AIM OF THE TASK: Search the entries below for the string "walking" and copy the lines that hold it.

DATA SHOWN:
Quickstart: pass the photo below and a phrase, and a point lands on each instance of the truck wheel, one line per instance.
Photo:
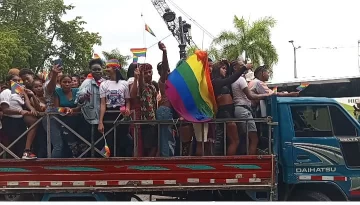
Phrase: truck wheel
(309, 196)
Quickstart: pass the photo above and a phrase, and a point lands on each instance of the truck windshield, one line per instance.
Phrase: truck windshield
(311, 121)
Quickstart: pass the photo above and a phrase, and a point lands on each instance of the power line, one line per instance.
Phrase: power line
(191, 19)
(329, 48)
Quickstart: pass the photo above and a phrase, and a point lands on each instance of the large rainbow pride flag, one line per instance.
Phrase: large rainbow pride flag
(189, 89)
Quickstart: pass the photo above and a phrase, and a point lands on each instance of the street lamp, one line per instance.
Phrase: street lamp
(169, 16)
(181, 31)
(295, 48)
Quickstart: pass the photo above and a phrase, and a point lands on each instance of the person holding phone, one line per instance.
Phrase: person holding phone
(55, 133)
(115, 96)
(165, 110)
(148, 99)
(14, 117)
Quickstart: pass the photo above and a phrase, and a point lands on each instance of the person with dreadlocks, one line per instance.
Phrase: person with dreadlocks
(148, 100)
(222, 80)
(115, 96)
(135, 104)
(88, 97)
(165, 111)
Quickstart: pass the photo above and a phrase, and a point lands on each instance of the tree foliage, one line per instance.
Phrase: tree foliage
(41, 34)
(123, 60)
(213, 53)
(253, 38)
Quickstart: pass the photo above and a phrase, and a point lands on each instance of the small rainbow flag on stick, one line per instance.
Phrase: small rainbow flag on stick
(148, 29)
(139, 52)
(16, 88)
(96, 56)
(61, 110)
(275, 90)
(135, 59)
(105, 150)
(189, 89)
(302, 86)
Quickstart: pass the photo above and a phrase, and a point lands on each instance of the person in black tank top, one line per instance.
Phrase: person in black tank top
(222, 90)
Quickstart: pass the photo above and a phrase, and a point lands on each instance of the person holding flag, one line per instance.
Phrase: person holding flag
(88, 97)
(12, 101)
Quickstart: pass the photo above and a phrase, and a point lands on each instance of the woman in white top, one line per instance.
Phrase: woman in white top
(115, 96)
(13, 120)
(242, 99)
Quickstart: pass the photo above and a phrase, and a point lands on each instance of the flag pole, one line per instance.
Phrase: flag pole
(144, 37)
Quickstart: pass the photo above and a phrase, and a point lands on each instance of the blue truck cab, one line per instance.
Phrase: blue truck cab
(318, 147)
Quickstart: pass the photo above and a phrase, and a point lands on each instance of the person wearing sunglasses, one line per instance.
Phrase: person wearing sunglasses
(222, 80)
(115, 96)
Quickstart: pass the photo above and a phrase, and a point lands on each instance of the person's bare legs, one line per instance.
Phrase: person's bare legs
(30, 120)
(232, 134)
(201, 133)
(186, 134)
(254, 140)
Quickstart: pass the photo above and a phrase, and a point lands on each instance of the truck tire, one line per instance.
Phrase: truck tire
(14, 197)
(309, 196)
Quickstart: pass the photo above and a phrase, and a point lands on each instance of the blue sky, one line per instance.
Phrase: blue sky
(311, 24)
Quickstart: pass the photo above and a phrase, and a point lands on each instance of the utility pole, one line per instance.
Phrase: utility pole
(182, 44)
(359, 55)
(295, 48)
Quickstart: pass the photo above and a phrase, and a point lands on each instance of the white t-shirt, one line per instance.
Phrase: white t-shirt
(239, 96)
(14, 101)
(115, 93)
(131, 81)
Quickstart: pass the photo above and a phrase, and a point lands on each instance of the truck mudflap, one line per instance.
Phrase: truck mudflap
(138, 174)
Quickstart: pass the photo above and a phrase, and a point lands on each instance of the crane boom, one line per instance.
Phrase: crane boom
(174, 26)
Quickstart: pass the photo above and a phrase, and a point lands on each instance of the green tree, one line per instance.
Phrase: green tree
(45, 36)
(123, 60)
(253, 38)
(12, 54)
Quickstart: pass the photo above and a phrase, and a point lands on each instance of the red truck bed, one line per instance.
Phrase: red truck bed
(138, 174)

* * *

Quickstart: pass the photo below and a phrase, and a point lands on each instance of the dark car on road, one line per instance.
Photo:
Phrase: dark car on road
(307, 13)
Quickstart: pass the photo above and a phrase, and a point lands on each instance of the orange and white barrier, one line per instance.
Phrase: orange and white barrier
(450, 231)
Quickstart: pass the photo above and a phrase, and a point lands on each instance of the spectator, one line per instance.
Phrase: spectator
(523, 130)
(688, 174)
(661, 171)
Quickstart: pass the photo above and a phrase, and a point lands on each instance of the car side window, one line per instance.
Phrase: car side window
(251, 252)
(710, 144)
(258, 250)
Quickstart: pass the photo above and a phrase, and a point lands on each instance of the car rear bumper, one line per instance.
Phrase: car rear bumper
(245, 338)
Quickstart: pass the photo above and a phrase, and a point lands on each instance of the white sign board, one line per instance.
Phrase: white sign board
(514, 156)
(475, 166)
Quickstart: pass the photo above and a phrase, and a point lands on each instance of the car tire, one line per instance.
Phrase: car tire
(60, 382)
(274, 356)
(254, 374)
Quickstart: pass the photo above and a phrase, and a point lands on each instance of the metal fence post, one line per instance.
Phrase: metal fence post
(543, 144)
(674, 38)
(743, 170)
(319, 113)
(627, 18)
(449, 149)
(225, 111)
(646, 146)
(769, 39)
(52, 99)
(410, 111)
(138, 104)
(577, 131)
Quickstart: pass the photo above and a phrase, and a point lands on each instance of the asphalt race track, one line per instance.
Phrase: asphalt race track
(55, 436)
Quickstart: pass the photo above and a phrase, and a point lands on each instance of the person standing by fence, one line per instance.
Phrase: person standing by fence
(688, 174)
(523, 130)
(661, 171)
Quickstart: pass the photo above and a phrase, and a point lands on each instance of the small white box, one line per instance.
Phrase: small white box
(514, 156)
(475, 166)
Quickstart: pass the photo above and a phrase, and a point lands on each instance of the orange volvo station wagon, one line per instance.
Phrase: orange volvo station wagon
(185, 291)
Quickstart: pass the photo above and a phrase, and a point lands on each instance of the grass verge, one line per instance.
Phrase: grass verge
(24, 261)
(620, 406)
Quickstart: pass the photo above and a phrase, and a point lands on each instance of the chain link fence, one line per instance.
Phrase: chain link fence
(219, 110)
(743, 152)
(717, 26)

* * *

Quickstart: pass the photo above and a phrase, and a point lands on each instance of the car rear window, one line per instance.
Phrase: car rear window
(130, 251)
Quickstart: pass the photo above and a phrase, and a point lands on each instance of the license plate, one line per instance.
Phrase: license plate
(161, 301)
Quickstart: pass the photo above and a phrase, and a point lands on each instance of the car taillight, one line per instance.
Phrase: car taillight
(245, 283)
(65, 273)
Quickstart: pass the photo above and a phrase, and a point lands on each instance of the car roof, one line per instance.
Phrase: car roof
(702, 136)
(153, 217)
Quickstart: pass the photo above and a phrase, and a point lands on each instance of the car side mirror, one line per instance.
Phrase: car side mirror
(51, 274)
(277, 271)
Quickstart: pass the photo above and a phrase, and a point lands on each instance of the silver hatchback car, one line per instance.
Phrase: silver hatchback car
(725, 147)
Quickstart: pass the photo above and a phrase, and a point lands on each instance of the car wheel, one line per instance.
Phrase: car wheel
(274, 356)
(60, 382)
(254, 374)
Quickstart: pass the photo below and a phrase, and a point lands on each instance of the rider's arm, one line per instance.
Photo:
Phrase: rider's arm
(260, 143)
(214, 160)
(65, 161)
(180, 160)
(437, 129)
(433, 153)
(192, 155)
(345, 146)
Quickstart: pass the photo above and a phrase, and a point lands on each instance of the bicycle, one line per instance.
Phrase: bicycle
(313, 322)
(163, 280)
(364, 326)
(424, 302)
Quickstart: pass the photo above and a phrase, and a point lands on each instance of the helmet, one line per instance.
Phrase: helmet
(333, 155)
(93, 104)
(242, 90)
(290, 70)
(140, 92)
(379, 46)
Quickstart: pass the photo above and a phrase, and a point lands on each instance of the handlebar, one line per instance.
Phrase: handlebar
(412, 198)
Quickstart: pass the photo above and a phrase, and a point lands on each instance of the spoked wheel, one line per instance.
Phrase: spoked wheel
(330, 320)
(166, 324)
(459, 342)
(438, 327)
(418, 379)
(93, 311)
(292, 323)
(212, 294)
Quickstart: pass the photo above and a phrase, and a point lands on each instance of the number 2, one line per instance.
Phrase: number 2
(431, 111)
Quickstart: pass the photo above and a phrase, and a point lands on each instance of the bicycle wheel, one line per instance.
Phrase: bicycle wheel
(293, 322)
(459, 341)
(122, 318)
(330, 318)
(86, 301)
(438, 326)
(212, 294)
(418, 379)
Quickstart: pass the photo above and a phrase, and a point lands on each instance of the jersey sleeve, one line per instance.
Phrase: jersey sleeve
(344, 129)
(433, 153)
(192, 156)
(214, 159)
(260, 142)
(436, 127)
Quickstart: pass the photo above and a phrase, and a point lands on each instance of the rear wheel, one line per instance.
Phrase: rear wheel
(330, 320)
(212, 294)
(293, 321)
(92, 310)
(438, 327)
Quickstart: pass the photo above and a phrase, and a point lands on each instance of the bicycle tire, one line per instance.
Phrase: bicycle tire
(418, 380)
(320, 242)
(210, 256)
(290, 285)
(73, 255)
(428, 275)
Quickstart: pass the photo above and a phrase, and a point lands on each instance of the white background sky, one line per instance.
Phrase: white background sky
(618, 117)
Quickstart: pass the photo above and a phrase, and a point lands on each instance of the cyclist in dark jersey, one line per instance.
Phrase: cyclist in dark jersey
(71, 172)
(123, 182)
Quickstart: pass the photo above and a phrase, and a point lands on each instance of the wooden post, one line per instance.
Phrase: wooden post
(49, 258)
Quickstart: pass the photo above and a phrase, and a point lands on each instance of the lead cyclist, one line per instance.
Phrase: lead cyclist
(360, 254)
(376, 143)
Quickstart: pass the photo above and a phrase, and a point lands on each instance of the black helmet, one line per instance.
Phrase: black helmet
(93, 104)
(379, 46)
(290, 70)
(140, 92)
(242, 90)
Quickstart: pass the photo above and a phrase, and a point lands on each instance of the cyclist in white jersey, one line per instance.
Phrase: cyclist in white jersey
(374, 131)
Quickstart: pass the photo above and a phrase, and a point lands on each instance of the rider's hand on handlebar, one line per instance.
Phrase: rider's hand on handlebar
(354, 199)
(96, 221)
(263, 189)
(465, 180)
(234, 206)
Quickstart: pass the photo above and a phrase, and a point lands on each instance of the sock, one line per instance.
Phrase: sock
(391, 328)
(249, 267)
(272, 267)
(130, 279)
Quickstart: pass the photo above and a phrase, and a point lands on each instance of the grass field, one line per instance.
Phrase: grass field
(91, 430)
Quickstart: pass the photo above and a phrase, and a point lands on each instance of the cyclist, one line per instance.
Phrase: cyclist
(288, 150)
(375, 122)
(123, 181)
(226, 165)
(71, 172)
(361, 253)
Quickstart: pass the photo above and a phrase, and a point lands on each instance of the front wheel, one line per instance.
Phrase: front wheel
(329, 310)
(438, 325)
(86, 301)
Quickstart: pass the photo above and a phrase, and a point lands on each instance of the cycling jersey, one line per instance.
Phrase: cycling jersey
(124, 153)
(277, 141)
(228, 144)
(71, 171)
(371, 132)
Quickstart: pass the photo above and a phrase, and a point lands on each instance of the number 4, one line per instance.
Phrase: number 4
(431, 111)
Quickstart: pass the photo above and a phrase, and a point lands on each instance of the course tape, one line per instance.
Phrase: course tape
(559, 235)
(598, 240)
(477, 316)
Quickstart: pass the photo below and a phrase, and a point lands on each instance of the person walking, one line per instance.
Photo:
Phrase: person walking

EXERCISE RESPONSE:
Quickstart: pass the photo below and a phrase, and a point lands on each instance of the person walking, one line per instance.
Phrase: person walking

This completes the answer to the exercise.